__Stated goal__
Your task is to print the material below exactly as presented.

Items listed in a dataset
***
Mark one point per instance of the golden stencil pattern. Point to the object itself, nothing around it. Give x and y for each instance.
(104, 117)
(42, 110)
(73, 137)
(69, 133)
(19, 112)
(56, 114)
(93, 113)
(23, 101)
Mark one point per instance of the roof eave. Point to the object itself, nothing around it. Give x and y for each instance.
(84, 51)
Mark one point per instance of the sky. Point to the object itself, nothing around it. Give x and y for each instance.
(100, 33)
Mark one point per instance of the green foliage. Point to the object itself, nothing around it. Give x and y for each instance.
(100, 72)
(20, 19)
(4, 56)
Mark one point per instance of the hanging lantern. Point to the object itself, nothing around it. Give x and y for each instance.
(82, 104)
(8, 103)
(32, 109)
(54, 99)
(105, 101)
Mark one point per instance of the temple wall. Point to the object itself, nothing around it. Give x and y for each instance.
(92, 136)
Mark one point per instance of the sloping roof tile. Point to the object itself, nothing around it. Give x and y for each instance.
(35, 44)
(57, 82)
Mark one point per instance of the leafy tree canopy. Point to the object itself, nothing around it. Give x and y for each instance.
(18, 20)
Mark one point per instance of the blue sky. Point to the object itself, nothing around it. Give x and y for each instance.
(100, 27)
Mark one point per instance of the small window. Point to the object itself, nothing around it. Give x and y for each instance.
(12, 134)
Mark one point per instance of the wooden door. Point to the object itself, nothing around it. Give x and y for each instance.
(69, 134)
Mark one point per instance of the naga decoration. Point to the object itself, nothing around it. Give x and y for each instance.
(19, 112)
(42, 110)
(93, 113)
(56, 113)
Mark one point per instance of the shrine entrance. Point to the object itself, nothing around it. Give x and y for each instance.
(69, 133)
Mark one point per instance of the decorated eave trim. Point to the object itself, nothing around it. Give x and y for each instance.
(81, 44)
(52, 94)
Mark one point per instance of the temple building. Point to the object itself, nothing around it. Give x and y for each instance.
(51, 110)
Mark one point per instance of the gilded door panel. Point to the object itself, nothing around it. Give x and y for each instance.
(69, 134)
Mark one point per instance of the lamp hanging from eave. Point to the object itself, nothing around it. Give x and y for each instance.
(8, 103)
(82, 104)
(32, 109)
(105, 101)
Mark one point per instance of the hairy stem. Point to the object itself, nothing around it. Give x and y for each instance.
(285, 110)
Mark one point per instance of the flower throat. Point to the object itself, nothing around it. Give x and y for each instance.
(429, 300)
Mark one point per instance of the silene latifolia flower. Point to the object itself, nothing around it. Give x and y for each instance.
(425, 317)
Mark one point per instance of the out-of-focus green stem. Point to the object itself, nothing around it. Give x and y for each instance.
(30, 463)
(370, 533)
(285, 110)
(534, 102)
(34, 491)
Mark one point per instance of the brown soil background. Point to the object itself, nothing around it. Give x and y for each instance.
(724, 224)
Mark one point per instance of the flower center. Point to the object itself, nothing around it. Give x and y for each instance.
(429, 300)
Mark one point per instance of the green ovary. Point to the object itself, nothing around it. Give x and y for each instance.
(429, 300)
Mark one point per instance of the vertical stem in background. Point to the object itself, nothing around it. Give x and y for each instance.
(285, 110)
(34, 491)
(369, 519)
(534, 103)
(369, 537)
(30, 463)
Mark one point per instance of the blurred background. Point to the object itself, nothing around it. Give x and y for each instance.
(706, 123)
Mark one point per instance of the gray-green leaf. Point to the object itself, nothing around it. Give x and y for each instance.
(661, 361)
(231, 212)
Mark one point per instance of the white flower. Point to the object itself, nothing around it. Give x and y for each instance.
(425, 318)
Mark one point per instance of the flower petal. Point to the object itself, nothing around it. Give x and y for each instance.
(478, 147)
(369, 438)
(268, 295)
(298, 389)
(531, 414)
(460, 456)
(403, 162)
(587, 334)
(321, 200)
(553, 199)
***
__The answer__
Mark one point per instance of the golden stencil pattern. Point to the object itself, nothing around it. Give x and y for each instance.
(104, 117)
(42, 110)
(73, 137)
(69, 133)
(19, 112)
(56, 114)
(93, 113)
(23, 101)
Mark one point per instance of the roof eave. Point to the object itself, nothing around it. Give x and y for each instance.
(84, 51)
Mark one point per instance of the sky. Point to the object itself, nothing around it. Give x and y for each instance.
(100, 33)
Mark one point per instance of the green foliage. Point to the object itself, nothing around it. Give x and y for each instance.
(100, 72)
(20, 19)
(4, 56)
Mark one point per instance of the hanging lantern. Point to the object itself, nothing around it. Give x and y for each instance.
(82, 104)
(8, 103)
(32, 109)
(54, 99)
(105, 101)
Mark one point per instance of the temple wall. Point to the object itself, nothing around it. Give x and y for each instance.
(92, 136)
Mark one point per instance of the sloping roof tile. Point to the object itself, nothing around it. Give x and y for each instance.
(35, 44)
(57, 82)
Mark one point per instance of the leafy tree canopy. Point to the object itself, nothing around it. Give x and y for each instance.
(18, 20)
Mark one point per instance of the blue sky. Point to the object itself, nothing around it. Give x and y for each instance.
(100, 27)
Mark one point per instance of the small window. Point to the object itself, nothing around it. Give x and y for each instance.
(12, 134)
Mark one point per instance of the wooden door. Point to the object itself, nothing around it. Give x and y for each instance.
(69, 134)
Mark one point per instance of the naga decoration. Point to the object itself, nothing around it. Give x and y for each instance.
(19, 112)
(42, 110)
(93, 113)
(56, 113)
Mark one point per instance of the shrine entrance. Point to the object itself, nothing around it. Give x and y for each instance.
(69, 133)
Mark one point per instance of the decorated eave trim. Point to the object itself, nothing around it. Give x and y for each instance.
(81, 44)
(52, 94)
Mark one point per instance of the temple building. Point to the object itself, nothing around it. Give x and y for each instance.
(51, 110)
Mark one point per instance of the gilded door panel. Point to the object itself, nothing around it. Give x and y for each instance.
(69, 134)
Mark one point per instance of the lamp hanging from eave. Point to the object itself, nothing around it. Give x and y for each instance.
(8, 103)
(82, 104)
(32, 109)
(105, 101)
Mark one point per instance of the hairy stem. Point to the object itself, nothing around it. Give x and y for each instance.
(285, 110)
Mark one point per instance of the flower throat. Point to the object itself, nothing around it. Give x and y for each instance.
(429, 300)
Mark one point per instance of the silene latifolia flower. Point to the object itself, nothing around it. Give x and y for each instance.
(425, 317)
Mark one point per instance of the out-of-focus green stem. Point to the object itself, nothing around it. Give x and y for each instance.
(30, 463)
(370, 533)
(285, 110)
(534, 102)
(34, 491)
Mark one point per instance of the brown soil background. Point to the object itself, nothing around it. Give x and y for each instance.
(724, 224)
Mark one point per instance of the flower center. Point to the object itself, nothing around it. Give x and y for each instance.
(429, 300)
Mark one point per instance of the green ovary. Point to the object itself, nothing around it. Give x and y for each instance.
(429, 300)
Mark one point per instance of the vertical stem in background. Point to the object itself, nothing around it. Give x and y for each instance.
(285, 110)
(34, 491)
(369, 519)
(534, 103)
(369, 537)
(30, 463)
Mark one point per instance of the blurred background. Point to the object itself, nothing around it. Give x and y for each instance.
(706, 123)
Mark one point per instance of the gray-green leaf. Point to the object itself, nothing around it. Give x and y for each instance.
(661, 361)
(231, 212)
Mark one point per instance of the white flower. Point to the object itself, nothing around it. Give x and y for each instance.
(425, 318)
Mark one point per instance of the flower petal. Point to the object itself, nothing around it. Give x and y for each instance.
(478, 147)
(369, 438)
(268, 295)
(298, 389)
(531, 414)
(460, 456)
(403, 162)
(587, 334)
(321, 200)
(553, 199)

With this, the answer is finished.